### TASK DETAILS
Beginning at the line that contains "Note: in this drill the class marks the tree shadow" and ending at the last line of the entries, write out each line exactly; include nothing outside that span.

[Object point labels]
──────────
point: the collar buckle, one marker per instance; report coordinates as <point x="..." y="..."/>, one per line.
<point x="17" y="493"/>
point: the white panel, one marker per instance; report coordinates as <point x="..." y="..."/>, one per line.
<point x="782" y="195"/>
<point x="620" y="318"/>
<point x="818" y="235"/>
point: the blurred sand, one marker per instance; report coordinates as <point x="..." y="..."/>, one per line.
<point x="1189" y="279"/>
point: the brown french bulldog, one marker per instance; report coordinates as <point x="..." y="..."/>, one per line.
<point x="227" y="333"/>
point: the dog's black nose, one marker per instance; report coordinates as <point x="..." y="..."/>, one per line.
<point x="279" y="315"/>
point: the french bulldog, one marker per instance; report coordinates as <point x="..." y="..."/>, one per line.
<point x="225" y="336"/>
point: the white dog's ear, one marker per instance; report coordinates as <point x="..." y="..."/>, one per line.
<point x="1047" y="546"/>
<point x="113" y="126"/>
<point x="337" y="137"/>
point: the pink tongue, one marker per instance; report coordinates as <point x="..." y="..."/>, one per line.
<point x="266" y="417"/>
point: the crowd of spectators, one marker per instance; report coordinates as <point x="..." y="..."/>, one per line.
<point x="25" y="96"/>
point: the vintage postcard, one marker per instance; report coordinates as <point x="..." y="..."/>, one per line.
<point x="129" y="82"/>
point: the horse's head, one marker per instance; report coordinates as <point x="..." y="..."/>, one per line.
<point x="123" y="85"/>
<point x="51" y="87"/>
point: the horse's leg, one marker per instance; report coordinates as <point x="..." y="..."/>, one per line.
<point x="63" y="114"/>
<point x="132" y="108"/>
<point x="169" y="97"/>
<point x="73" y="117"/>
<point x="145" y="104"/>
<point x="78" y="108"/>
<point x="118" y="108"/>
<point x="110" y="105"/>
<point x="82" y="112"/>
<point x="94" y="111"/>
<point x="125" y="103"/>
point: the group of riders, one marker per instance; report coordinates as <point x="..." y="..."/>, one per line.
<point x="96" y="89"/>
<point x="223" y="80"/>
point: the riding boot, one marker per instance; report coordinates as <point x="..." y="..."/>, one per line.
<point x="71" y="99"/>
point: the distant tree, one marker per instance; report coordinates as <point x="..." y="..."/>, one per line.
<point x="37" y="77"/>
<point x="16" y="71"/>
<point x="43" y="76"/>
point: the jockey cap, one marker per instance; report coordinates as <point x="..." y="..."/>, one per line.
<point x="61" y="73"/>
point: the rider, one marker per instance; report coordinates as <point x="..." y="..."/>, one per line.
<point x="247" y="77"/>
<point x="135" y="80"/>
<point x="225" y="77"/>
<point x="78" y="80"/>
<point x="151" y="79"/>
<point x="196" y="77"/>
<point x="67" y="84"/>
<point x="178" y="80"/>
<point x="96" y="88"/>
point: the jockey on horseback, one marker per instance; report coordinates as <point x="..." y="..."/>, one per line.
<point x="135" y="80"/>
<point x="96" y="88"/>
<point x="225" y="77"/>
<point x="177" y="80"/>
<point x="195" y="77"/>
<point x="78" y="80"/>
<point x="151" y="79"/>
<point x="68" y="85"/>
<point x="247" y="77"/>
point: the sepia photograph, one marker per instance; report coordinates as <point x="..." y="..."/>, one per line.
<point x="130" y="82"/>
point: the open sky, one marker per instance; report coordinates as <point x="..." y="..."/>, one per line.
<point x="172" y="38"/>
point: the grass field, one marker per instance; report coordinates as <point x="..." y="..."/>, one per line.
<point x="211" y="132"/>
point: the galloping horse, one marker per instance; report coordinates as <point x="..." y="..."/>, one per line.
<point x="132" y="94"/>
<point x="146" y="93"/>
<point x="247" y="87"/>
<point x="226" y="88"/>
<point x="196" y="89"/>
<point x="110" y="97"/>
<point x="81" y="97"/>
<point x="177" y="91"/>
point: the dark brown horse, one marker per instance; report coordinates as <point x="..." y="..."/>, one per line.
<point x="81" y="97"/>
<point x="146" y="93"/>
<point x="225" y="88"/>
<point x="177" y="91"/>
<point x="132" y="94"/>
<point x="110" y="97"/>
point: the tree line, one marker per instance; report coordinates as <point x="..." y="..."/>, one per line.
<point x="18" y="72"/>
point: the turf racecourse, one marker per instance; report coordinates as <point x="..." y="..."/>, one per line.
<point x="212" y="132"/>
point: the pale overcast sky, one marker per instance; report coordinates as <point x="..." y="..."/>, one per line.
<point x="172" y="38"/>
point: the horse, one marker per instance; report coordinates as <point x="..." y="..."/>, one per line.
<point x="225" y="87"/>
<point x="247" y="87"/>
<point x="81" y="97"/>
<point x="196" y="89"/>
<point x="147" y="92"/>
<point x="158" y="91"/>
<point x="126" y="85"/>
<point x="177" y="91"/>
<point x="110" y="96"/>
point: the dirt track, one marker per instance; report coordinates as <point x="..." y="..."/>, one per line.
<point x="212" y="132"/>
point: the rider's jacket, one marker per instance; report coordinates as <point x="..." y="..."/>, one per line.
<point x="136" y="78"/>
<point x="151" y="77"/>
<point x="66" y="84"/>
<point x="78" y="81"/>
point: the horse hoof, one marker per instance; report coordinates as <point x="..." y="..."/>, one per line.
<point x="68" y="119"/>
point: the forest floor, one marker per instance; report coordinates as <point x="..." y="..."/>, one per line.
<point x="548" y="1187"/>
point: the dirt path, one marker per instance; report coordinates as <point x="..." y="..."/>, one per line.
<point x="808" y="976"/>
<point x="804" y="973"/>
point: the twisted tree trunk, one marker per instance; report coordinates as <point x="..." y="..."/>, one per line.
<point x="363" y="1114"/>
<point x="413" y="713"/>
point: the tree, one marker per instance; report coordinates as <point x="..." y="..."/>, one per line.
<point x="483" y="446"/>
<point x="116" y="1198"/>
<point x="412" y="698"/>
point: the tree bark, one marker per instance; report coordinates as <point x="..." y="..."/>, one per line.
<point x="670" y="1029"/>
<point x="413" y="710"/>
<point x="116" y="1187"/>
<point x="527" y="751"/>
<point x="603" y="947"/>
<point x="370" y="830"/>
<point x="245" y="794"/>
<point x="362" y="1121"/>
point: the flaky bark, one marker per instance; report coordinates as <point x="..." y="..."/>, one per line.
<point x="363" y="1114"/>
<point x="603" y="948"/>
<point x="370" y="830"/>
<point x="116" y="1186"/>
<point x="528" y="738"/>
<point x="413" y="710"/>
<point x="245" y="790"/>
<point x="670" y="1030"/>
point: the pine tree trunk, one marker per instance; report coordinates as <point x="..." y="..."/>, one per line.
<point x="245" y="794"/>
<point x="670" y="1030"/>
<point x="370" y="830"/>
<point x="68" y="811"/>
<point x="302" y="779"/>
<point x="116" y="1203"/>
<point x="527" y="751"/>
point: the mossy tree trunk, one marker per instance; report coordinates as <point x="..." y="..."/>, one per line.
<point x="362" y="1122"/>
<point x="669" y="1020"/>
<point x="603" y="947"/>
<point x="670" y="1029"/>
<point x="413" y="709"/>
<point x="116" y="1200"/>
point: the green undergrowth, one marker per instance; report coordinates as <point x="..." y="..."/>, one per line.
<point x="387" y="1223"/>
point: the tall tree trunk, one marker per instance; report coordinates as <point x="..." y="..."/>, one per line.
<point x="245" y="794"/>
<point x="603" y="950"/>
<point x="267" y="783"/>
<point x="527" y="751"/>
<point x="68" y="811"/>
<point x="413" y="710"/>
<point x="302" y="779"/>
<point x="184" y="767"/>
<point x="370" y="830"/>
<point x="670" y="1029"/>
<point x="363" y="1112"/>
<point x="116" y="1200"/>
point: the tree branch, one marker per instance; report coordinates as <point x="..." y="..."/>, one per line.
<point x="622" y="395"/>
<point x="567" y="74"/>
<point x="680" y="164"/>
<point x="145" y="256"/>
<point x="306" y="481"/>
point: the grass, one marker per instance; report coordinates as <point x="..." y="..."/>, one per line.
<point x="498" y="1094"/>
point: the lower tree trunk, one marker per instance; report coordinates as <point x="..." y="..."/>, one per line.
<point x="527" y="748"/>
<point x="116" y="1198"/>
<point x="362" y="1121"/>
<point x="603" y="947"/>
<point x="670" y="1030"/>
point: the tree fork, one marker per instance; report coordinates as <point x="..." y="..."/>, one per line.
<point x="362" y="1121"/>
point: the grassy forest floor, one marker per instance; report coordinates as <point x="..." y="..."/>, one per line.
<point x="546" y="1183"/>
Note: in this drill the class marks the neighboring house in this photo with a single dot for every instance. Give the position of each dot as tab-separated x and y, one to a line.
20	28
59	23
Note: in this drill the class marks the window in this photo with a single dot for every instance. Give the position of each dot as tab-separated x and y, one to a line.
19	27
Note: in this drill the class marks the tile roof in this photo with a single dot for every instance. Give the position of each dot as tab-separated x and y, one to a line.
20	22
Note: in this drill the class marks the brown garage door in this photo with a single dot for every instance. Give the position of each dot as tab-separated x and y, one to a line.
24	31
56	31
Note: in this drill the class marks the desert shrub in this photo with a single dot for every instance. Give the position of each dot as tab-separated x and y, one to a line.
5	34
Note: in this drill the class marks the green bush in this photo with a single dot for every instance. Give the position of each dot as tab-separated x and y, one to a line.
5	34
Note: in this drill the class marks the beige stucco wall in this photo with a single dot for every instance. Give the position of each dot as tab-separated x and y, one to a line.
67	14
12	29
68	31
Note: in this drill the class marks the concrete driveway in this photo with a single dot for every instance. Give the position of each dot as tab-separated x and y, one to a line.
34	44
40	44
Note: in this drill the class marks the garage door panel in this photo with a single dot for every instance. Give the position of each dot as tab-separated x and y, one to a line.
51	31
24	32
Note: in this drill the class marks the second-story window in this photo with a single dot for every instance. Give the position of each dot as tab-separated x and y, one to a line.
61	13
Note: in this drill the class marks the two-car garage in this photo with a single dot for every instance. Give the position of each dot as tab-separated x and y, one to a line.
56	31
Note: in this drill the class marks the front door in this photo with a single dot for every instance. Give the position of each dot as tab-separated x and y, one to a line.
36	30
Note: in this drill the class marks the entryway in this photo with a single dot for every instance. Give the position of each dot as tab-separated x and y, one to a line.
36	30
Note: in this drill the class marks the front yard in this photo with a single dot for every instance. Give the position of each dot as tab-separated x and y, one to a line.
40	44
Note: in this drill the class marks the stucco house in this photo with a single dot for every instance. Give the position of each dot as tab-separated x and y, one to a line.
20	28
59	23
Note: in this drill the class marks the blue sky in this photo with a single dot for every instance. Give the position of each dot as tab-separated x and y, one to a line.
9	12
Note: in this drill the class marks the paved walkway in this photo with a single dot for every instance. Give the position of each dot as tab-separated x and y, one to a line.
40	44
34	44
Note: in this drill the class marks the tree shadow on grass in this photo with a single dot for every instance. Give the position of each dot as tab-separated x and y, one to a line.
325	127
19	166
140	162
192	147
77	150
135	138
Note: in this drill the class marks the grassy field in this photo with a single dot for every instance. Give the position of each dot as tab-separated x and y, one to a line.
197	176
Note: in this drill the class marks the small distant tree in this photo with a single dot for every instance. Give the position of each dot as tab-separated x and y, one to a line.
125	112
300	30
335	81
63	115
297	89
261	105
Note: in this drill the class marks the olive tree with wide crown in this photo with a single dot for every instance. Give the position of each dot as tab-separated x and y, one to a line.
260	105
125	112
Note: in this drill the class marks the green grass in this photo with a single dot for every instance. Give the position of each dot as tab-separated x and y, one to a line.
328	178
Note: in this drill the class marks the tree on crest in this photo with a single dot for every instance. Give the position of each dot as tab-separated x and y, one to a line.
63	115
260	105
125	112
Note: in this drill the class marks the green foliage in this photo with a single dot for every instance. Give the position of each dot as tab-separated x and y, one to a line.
──────────
### THE RESPONSE
Note: in this drill the class marks the tree shadow on grass in this photo with a single dot for every instance. Give the position of each dot as tab-separated x and y, one to a line.
325	127
19	166
140	162
192	147
77	150
135	138
Note: in this drill the class marks the grassy field in this photo with a single dot for every instance. Give the position of each dot as tab-separated x and y, one to a line.
197	176
Note: in this drill the class marks the small distant tree in this photo with a single dot for every instance. Give the position of each dot as tab-separated x and y, one to a line.
125	112
300	30
335	81
63	115
297	89
261	105
Note: in this drill the class marks the olive tree with wide crown in this photo with a single dot for every instance. Give the position of each dot as tab-separated x and y, one to a line.
260	105
125	112
Note: in this drill the class marks the green grass in this photo with a single dot for every instance. Give the position of each dot as tab-separated x and y, one to a line.
328	178
Note: in this drill the class marks the tree on crest in this photo with a single dot for every instance. Give the position of each dot as tab-separated x and y, one to a line.
63	115
260	105
125	112
Note: in this drill the class marks the green foliage in this photo with a single dot for every instance. Give the position of each dot as tab-separated x and y, one to a line.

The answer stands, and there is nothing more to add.